== Activity ==
Each entry should be set down exactly as written, except for any picture it holds.

------ Raw data ------

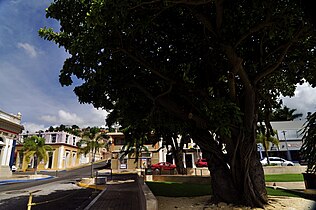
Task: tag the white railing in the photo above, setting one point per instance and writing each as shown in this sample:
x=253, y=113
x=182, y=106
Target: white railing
x=10, y=117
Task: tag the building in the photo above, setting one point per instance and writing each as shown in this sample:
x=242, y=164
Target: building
x=10, y=127
x=65, y=152
x=191, y=153
x=146, y=157
x=289, y=134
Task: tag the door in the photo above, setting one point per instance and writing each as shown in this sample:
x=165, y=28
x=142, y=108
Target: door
x=188, y=160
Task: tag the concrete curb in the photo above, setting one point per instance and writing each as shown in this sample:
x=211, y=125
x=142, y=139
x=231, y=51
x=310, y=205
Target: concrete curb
x=10, y=181
x=301, y=193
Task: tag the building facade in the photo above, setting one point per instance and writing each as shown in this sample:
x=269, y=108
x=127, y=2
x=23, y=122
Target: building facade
x=10, y=128
x=147, y=157
x=289, y=134
x=65, y=153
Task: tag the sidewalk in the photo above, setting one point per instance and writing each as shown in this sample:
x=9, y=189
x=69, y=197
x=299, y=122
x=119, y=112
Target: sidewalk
x=297, y=188
x=125, y=194
x=23, y=178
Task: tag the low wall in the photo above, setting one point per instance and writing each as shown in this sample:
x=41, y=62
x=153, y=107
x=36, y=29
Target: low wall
x=148, y=200
x=284, y=169
x=183, y=179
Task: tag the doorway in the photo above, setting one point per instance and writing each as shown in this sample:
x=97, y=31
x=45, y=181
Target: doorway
x=189, y=160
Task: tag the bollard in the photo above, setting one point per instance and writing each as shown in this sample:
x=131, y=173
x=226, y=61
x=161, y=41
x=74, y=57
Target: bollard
x=30, y=204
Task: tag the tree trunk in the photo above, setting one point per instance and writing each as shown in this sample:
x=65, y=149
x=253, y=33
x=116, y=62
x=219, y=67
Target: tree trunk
x=237, y=176
x=178, y=158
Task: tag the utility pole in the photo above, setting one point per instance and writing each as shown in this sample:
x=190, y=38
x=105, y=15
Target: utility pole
x=287, y=148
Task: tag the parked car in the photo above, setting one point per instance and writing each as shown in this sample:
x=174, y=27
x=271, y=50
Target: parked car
x=163, y=166
x=276, y=161
x=13, y=168
x=201, y=162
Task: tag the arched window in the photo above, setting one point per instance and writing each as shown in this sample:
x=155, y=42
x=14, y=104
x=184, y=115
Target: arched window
x=1, y=142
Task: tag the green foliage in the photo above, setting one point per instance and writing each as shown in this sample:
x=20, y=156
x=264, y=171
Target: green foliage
x=284, y=178
x=197, y=67
x=308, y=149
x=35, y=147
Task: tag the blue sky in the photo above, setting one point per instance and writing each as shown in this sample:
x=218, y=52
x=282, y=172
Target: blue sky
x=29, y=72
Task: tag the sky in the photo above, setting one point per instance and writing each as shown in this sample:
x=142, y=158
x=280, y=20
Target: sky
x=29, y=73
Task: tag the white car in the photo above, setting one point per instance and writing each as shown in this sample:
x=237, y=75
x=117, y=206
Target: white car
x=13, y=168
x=277, y=161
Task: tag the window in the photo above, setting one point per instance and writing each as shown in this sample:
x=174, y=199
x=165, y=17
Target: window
x=118, y=141
x=53, y=138
x=123, y=164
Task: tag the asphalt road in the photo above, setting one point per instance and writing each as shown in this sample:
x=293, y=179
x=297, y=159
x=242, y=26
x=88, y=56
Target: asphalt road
x=58, y=193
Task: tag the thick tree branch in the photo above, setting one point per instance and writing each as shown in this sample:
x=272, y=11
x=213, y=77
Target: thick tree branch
x=252, y=31
x=270, y=69
x=236, y=63
x=219, y=14
x=146, y=65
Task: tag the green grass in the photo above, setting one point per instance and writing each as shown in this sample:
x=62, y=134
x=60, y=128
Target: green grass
x=173, y=189
x=284, y=178
x=280, y=192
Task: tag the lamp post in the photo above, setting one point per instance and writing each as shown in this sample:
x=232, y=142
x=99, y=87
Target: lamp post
x=287, y=148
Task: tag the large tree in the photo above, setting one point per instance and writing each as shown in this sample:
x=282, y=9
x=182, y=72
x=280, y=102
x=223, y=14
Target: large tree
x=207, y=65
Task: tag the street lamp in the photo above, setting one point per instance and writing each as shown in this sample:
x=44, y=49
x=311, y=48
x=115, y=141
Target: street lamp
x=287, y=148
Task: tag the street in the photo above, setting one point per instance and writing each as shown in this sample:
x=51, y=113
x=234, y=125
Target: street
x=57, y=193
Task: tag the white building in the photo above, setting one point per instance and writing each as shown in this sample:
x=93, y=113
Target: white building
x=10, y=127
x=65, y=152
x=289, y=134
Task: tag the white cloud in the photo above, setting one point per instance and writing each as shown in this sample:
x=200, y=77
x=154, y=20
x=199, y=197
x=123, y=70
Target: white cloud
x=63, y=117
x=29, y=49
x=32, y=127
x=49, y=118
x=304, y=100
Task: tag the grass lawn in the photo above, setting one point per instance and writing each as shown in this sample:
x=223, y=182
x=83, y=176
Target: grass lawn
x=284, y=178
x=173, y=189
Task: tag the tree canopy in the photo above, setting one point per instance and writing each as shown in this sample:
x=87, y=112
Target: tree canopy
x=202, y=68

------

== Your response ==
Task: tag the white railing in the photo above, setting one point per instance and writing each as shown in this sample:
x=253, y=113
x=182, y=106
Target: white railing
x=10, y=117
Task: tag the building in the photo above, setting one point per instance and writing each as shown in this sample:
x=242, y=164
Target: building
x=10, y=127
x=65, y=152
x=191, y=153
x=146, y=157
x=289, y=134
Task: tag the door in the photo above, setting one point per instance and writing each as shown in this sample:
x=165, y=28
x=142, y=108
Target: door
x=188, y=160
Task: tag the concrete curb in the photo above, setting one point per instance and writing each as shown in this sample:
x=211, y=125
x=142, y=139
x=231, y=51
x=310, y=205
Target: concrete curb
x=10, y=181
x=301, y=193
Task: tag the building facade in the photo above, setting one point per instance and writing each as shown in this sample:
x=269, y=108
x=127, y=2
x=23, y=122
Target: building facade
x=10, y=128
x=147, y=157
x=289, y=134
x=65, y=153
Task: tag the sidewalk in the photo above, setting one point per instance and writing each as shown in this sample:
x=9, y=189
x=69, y=197
x=299, y=122
x=119, y=112
Target: sidewalk
x=297, y=188
x=125, y=194
x=23, y=178
Task: tag the low wall in the photo above, setting one point per instance and writing each as shown in this sample:
x=41, y=62
x=153, y=107
x=36, y=29
Target: low wall
x=148, y=200
x=284, y=169
x=183, y=179
Task: tag the doorway in the photo above, setting one point per instance and writing each as shown in this sample:
x=97, y=31
x=45, y=181
Target: doorway
x=189, y=160
Task: tag the bollard in the photo above, setting one point per instance and writing each as shown in this sample:
x=131, y=173
x=226, y=61
x=161, y=41
x=74, y=57
Target: bollard
x=30, y=204
Task: tag the tree trunk in the photo above, setting one point per instance and writing each as shown in this sample:
x=65, y=149
x=253, y=33
x=116, y=62
x=219, y=67
Target: tree trunk
x=237, y=176
x=178, y=158
Task: tag the utility pole in the photo above, setting one point per instance and writing each as shown in this sample:
x=190, y=38
x=105, y=15
Target: utility pole
x=287, y=148
Task: tag the parked car in the photo above, setting one point per instance and writing each as shown in this sample:
x=174, y=27
x=271, y=50
Target: parked car
x=163, y=166
x=276, y=161
x=13, y=168
x=201, y=162
Task: tag the arched window in the photo above, setting one point per instance and writing each as shown in this sample:
x=155, y=42
x=14, y=104
x=184, y=115
Target: arched window
x=1, y=142
Task: tag the green foliage in the photo above, setting one point per instance and writing each as shown in this sample:
x=20, y=156
x=264, y=171
Target: green foliage
x=284, y=178
x=197, y=67
x=308, y=149
x=35, y=147
Task: tag the blue sky in the photo above, setting one point per instance and writing each as shown in this sample:
x=218, y=52
x=282, y=172
Target: blue sky
x=29, y=72
Task: tag the sky in the photo above, setting one point per instance and writing each as shown in this sample:
x=142, y=158
x=280, y=20
Target: sky
x=29, y=73
Task: tag the white car in the photo above, setting one point per instance and writing each as shown in this sample:
x=237, y=75
x=117, y=206
Target: white car
x=13, y=168
x=277, y=161
Task: tag the window in the photo above, setting one point per instance and writing each as shown in this sample:
x=174, y=199
x=165, y=17
Target: window
x=118, y=141
x=53, y=138
x=123, y=164
Task: tag the asphalt road in the photo above, setting one point per instance and writing each as shown in this sample:
x=293, y=179
x=297, y=159
x=242, y=26
x=88, y=56
Target: asphalt road
x=58, y=193
Task: tag the thick tree branch in the photo above, setting one point per instance and writing each as shown in this sample:
x=272, y=11
x=213, y=77
Target: thick tree branch
x=252, y=31
x=270, y=69
x=236, y=63
x=219, y=14
x=146, y=65
Task: tag the green grass in the photo above, setting one point per instance and writing each as shown in this sample:
x=62, y=134
x=60, y=128
Target: green grass
x=173, y=189
x=284, y=178
x=280, y=192
Task: tag the lamp post in the photo above, setting one point per instance and writing each as shown in this sample:
x=232, y=142
x=99, y=87
Target: lamp post
x=287, y=148
Task: tag the large tree in the photo above, setting one point per instance and writing each as shown in this sample:
x=282, y=9
x=182, y=72
x=280, y=102
x=223, y=14
Target: large tree
x=207, y=65
Task: tag the street lamp in the photo above, setting one point per instance and writing each as shown in this sample:
x=44, y=49
x=311, y=48
x=115, y=141
Target: street lamp
x=287, y=148
Task: tag the street in the photo above, setting one point per instance and writing each as shown in this sample:
x=51, y=113
x=234, y=125
Target: street
x=57, y=193
Task: tag the white building in the photo above, setting one point per instance and writing each as shown in this sample:
x=93, y=113
Target: white building
x=10, y=127
x=65, y=152
x=289, y=134
Task: tag the white cloud in the photo above, setting one point per instance and writing each as shown in this sample:
x=200, y=77
x=154, y=20
x=199, y=197
x=123, y=70
Target: white cloud
x=63, y=117
x=29, y=49
x=32, y=127
x=49, y=118
x=304, y=100
Task: tag the grass lawn in the photo above, setting one point per instance and writing each as shown in this sample:
x=223, y=182
x=83, y=176
Target: grass lawn
x=284, y=178
x=173, y=189
Task: tag the tree canopy in the photo above, setting one point per instance and writing each as shown in this sample:
x=87, y=112
Target: tree canopy
x=202, y=68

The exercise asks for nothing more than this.